▶ _Problem details_:
Extract, verbatim, all lines starting at the one containing "foliage, one per animal or object that matches." and ending with the final line of the listing, and no others.

▶ _Data listing_:
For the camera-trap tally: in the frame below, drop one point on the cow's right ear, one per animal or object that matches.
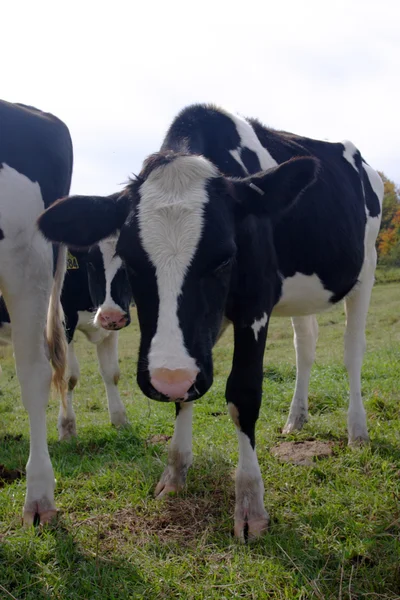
(81, 221)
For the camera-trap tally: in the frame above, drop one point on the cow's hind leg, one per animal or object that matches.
(107, 354)
(243, 394)
(26, 290)
(66, 417)
(305, 341)
(356, 306)
(179, 452)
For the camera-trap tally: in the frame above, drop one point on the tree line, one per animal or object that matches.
(388, 242)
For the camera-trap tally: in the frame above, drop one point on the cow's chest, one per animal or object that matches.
(93, 333)
(302, 295)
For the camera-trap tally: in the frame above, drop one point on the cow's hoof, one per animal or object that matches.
(248, 531)
(66, 428)
(170, 483)
(295, 423)
(357, 442)
(119, 419)
(39, 512)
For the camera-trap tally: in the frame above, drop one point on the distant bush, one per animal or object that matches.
(388, 242)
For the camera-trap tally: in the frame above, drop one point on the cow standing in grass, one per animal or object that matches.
(35, 170)
(84, 291)
(233, 222)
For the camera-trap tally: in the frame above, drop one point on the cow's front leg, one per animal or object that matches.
(243, 394)
(179, 453)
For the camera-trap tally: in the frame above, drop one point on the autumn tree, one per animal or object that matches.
(388, 242)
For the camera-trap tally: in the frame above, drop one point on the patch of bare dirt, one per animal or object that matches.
(302, 453)
(9, 475)
(176, 519)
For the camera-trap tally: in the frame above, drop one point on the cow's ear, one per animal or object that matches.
(274, 191)
(81, 221)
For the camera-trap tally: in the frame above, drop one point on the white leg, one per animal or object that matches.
(66, 417)
(356, 306)
(179, 453)
(27, 293)
(107, 354)
(251, 518)
(305, 341)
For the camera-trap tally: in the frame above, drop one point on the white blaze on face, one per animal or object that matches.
(170, 216)
(111, 265)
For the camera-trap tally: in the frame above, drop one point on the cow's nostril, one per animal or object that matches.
(173, 383)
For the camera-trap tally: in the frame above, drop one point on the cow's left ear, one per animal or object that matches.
(81, 221)
(274, 191)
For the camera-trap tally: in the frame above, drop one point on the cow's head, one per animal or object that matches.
(108, 285)
(177, 228)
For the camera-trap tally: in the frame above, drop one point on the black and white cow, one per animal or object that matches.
(35, 169)
(98, 306)
(234, 220)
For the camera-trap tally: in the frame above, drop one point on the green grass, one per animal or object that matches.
(387, 275)
(335, 531)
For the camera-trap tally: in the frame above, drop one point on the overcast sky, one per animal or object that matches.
(118, 72)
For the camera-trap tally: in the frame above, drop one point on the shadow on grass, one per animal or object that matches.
(59, 567)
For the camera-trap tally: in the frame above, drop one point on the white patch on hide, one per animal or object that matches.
(259, 324)
(302, 295)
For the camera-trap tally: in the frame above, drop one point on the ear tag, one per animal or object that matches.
(256, 189)
(72, 262)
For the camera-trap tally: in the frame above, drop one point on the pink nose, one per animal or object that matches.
(173, 383)
(112, 319)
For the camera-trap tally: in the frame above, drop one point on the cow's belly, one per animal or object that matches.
(302, 295)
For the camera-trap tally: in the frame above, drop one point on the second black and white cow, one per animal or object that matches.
(234, 220)
(35, 169)
(98, 306)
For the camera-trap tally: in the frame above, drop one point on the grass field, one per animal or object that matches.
(335, 531)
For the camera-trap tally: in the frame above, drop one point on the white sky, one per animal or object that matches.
(118, 72)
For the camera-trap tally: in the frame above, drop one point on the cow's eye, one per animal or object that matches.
(222, 266)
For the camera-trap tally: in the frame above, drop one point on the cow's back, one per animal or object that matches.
(38, 146)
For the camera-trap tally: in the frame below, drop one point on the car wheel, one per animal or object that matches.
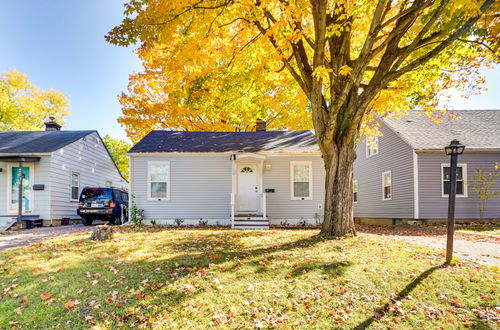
(87, 222)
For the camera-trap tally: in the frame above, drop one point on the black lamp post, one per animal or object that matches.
(453, 150)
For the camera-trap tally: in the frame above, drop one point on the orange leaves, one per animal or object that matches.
(70, 304)
(46, 296)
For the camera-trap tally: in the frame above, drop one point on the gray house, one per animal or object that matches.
(242, 179)
(404, 174)
(56, 165)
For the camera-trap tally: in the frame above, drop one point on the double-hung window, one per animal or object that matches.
(387, 185)
(159, 180)
(461, 180)
(371, 146)
(301, 180)
(75, 185)
(355, 191)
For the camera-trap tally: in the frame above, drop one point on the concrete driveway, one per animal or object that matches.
(12, 239)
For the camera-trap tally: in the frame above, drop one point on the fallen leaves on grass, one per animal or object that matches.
(70, 304)
(46, 296)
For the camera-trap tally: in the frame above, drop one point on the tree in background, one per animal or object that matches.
(26, 107)
(352, 59)
(118, 150)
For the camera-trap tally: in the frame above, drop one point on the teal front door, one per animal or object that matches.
(14, 190)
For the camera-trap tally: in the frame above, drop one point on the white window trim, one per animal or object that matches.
(464, 174)
(169, 180)
(71, 186)
(383, 186)
(368, 147)
(357, 183)
(292, 164)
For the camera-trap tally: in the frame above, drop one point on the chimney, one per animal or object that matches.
(260, 125)
(51, 125)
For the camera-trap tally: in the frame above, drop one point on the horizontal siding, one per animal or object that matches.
(434, 206)
(279, 204)
(200, 187)
(394, 155)
(88, 157)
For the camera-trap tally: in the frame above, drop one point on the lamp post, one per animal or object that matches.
(453, 150)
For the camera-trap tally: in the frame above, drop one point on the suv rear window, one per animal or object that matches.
(96, 195)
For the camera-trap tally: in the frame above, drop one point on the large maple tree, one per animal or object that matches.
(351, 60)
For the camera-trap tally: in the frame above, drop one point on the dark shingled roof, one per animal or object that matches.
(27, 142)
(271, 141)
(476, 129)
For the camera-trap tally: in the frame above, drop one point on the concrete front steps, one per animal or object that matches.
(250, 222)
(7, 222)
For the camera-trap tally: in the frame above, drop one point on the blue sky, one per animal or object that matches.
(60, 44)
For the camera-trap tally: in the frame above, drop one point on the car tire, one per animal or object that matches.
(87, 222)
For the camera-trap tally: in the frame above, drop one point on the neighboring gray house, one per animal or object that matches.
(246, 179)
(56, 166)
(403, 174)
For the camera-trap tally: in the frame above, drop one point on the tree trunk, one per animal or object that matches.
(338, 216)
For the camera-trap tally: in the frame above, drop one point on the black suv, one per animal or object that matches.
(97, 203)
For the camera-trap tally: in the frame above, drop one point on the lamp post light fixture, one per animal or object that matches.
(453, 150)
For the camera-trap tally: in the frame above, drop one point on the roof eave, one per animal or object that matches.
(221, 152)
(25, 154)
(467, 150)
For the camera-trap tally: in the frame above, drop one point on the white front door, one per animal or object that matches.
(247, 188)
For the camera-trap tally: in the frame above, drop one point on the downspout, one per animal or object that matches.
(20, 194)
(416, 213)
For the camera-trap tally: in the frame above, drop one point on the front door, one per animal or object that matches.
(14, 189)
(247, 188)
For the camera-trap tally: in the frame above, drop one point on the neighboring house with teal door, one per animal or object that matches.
(56, 165)
(403, 175)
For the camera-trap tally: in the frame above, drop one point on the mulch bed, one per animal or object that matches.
(405, 230)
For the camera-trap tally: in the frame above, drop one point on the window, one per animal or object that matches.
(301, 180)
(355, 191)
(159, 180)
(387, 185)
(371, 146)
(75, 185)
(246, 170)
(461, 180)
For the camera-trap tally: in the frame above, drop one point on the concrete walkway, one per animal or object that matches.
(12, 239)
(483, 250)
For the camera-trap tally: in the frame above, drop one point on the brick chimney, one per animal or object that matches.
(51, 125)
(260, 125)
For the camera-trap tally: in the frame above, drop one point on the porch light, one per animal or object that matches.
(455, 148)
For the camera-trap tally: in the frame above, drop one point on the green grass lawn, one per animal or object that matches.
(154, 277)
(491, 229)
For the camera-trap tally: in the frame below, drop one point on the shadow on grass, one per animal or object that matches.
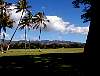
(55, 63)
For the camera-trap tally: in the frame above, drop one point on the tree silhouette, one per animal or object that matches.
(5, 20)
(22, 6)
(92, 42)
(90, 13)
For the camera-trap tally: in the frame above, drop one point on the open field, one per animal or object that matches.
(17, 52)
(64, 61)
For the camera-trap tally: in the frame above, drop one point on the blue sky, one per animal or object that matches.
(60, 11)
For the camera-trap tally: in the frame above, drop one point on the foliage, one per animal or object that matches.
(89, 8)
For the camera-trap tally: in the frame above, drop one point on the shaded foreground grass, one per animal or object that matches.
(17, 52)
(51, 63)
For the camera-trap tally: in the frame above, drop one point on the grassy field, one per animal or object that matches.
(52, 61)
(17, 52)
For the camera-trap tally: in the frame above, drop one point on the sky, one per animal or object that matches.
(65, 21)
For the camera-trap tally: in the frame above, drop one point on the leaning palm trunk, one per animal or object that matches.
(25, 38)
(15, 31)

▶ _The completed task_:
For the camera-trap tally: in the frame above, drop one point on the foliage, one per animal or object that matches.
(89, 8)
For the camera-trap tally: in the frame above, drop one point on the shaded foreground grass, one per animal or object that matches.
(17, 52)
(51, 63)
For the camera-trap tally: in the frame above, drop one point on the grassy field, one per animal or object that matches.
(52, 61)
(17, 52)
For the camera-trap tally: in the frame above, drop one point on the sky, one per animal or object that matches.
(65, 21)
For the camera-trap tally: in the frame above, drop one point on the leaning palm trunk, one per animal or object that matches.
(25, 38)
(15, 31)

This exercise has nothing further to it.